Passage provided
In a letter to affiliated physicians and staff, Hoag Hospital in Newport Beach announced that elective abortions will no longer be performed at the hospital because of the low number of procedures done annually.
The decision was based on a review of clinical services performed at the facility that began last fall.
Hoag Chief Executive and President Robert Braithwaite said the hospital places a high value on the level of care it provides, and that there is a direct correlation between quality of care and the number of procedures performed. Braithwaite said elective abortions are seldom performed in hospitals partly because of the expense and also because of the less private or intimate setting.
Hoag provided about 100 abortions a year, compared with 6,000 births and 10,000 mammograms, Braithwaite said.
"The bottom line is to provide high-quality healthcare to this community," he said.

Study questions
1) Translate this sentence from the Hoag Hospital article into Spanish: "The decision was based on a review of clinical services performed at the facility that began last fall."
2) Set down the passage of the Hoag Hospital article that begins at the words "In a letter" and ends after the words "mammograms, Braithwaite said.", word for word.
3) Resume the Hoag Hospital article after its final sentence and keep writing from there.
The data that follows has no connection to the Hoag Hospital article.

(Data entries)
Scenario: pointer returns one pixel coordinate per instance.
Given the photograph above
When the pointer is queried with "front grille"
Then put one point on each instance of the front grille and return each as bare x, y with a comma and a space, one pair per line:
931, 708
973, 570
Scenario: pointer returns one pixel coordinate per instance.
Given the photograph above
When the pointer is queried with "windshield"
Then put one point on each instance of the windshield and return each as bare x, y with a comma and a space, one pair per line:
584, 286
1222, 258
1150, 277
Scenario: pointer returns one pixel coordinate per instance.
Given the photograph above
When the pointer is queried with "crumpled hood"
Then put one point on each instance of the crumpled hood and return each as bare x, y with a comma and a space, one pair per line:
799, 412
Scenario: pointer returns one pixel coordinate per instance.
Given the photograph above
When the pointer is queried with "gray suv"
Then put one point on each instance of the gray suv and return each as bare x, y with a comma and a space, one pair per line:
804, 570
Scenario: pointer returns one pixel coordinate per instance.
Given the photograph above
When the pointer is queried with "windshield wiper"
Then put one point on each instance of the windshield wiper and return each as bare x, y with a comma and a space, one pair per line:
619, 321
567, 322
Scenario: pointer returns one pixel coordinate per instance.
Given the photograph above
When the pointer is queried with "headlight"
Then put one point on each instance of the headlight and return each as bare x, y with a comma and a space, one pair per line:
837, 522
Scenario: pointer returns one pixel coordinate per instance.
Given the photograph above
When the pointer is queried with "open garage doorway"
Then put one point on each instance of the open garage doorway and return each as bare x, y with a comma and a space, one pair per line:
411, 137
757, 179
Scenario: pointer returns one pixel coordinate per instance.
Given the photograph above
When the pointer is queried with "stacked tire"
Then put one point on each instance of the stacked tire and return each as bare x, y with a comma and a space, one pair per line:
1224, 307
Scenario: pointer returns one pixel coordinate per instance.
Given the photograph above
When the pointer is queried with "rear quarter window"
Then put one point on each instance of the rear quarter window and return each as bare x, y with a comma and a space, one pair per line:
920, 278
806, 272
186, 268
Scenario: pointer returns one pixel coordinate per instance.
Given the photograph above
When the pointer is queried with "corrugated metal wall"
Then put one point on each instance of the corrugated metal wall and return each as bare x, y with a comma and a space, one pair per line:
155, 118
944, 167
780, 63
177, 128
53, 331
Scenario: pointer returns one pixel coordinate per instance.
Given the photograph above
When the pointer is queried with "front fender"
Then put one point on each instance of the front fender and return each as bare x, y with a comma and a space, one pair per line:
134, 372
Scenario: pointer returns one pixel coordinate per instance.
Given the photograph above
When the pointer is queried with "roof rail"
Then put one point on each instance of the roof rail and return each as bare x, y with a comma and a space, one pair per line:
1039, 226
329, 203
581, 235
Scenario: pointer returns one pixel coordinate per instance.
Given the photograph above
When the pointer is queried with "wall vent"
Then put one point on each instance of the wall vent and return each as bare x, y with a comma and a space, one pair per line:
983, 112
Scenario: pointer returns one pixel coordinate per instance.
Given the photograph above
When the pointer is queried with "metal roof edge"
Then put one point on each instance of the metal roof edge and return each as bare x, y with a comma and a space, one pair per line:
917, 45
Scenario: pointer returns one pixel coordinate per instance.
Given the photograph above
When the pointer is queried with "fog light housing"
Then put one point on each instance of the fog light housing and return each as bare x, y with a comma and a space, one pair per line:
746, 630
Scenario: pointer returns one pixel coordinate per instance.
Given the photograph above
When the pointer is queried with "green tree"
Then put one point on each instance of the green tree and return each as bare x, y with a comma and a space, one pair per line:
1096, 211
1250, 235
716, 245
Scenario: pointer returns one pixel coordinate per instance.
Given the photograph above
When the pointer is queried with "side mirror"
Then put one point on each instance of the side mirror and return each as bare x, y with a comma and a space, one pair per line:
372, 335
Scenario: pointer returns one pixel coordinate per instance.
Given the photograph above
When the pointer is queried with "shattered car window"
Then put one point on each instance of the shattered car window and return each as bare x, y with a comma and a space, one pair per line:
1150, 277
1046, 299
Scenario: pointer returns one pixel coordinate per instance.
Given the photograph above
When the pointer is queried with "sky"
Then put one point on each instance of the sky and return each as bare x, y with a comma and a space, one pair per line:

Your responses
1) La decisión se basó en una revisión, iniciada el otoño pasado, de los servicios clínicos que se prestan en el centro.

2)
In a letter to affiliated physicians and staff, Hoag Hospital in Newport Beach announced that elective abortions will no longer be performed at the hospital because of the low number of procedures done annually.
The decision was based on a review of clinical services performed at the facility that began last fall.
Hoag Chief Executive and President Robert Braithwaite said the hospital places a high value on the level of care it provides, and that there is a direct correlation between quality of care and the number of procedures performed. Braithwaite said elective abortions are seldom performed in hospitals partly because of the expense and also because of the less private or intimate setting.
Hoag provided about 100 abortions a year, compared with 6,000 births and 10,000 mammograms, Braithwaite said.

3)
The decision does not affect the dispensing of emergency contraception following rape or sexual assault, emergency services for women who experience complications from pregnancy termination at other facilities, or management of ectopic or other pregnancy complications, according to the letter sent out to physicians dated May 1.
The review of services was prompted by the hospital's partnership with St. Joseph Health, a Roman Catholic-affiliated institution, although Braithwaite said at no point did St. Joseph pressure the board to change its policy on elective abortions. He pointed to other procedures still performed at Hoag, including tubal ligation, which are typically not provided by Catholic healthcare providers.